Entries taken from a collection
____________
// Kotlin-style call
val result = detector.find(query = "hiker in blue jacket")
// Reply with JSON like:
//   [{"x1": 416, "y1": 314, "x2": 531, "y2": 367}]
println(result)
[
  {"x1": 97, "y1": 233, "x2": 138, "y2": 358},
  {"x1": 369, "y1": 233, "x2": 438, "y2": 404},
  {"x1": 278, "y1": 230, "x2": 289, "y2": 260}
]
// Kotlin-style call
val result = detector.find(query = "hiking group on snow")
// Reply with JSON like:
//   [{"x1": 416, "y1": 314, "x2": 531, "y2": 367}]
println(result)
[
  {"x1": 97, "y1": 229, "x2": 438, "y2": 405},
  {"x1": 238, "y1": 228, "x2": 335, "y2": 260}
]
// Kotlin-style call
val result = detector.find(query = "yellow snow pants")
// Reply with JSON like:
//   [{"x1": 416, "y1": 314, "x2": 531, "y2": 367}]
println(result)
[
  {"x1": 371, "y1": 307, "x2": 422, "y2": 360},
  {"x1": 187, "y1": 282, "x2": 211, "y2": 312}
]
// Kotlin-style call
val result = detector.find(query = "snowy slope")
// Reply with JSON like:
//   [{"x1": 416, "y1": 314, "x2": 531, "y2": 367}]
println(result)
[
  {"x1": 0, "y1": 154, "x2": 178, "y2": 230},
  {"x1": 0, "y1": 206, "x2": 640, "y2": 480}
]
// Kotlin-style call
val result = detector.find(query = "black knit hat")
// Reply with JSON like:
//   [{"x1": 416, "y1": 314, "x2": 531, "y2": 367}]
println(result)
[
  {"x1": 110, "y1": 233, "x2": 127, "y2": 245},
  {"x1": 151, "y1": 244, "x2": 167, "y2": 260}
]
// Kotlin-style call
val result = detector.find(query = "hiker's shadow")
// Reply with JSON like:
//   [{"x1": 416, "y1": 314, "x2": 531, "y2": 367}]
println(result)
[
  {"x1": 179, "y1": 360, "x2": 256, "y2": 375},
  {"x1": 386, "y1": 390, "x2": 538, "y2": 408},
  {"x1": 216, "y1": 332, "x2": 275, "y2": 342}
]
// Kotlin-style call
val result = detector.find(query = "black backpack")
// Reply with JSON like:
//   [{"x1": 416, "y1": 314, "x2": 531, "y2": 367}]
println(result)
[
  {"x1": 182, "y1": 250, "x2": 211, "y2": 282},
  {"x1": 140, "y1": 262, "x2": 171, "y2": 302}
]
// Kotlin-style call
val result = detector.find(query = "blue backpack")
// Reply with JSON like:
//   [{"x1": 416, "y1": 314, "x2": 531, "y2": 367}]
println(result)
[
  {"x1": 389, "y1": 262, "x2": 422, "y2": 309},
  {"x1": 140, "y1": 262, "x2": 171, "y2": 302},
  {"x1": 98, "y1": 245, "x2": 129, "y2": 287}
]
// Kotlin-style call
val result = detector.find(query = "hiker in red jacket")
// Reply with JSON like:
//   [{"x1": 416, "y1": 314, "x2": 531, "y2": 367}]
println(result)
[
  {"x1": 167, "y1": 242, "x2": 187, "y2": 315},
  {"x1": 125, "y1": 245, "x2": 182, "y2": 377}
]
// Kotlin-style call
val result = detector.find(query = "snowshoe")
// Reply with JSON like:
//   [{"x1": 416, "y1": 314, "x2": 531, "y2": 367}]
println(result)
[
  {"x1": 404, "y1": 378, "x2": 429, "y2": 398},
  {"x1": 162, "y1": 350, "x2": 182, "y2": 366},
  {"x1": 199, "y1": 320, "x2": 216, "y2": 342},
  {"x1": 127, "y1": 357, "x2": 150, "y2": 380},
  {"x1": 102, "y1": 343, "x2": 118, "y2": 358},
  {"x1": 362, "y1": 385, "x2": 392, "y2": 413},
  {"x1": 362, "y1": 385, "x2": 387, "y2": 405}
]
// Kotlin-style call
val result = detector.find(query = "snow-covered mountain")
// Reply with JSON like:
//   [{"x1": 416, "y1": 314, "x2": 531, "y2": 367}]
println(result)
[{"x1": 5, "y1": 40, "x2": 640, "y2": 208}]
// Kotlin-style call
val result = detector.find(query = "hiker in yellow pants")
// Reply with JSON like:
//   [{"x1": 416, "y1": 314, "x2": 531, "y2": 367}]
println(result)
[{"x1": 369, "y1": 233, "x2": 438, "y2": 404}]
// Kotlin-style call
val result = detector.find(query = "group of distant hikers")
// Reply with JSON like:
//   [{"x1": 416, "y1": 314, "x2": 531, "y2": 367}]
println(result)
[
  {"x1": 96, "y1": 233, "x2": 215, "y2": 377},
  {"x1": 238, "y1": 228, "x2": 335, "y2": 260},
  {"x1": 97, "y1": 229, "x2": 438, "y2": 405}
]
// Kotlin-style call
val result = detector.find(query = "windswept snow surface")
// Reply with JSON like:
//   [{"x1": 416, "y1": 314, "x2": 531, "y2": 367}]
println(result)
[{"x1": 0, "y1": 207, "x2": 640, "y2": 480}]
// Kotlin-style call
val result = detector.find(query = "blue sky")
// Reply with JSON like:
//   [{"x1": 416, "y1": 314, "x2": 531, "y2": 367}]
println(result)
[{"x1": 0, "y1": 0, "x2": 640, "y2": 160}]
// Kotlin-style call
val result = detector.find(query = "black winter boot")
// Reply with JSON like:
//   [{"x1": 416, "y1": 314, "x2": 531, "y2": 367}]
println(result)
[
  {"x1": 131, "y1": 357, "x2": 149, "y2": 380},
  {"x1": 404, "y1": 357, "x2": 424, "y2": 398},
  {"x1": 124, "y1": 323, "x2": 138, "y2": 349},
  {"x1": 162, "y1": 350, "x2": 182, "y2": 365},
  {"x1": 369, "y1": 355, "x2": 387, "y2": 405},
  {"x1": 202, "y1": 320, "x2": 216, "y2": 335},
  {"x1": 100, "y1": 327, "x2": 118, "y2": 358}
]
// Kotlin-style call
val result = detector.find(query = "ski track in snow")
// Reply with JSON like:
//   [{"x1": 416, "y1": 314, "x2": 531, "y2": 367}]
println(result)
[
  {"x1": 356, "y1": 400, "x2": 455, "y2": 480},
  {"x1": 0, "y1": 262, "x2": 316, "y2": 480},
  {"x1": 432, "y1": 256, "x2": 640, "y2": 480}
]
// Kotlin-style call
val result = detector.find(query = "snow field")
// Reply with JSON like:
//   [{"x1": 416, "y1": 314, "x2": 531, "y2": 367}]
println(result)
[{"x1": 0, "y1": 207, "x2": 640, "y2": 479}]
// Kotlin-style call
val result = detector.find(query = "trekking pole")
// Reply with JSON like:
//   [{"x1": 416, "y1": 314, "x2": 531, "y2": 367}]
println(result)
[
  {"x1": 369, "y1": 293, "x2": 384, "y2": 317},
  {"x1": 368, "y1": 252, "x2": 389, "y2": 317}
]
____________
### DIRECTIONS
Report how many lines in the items contain the word "yellow". Case counts, and your reply should be the number alone.

### THE OUTPUT
2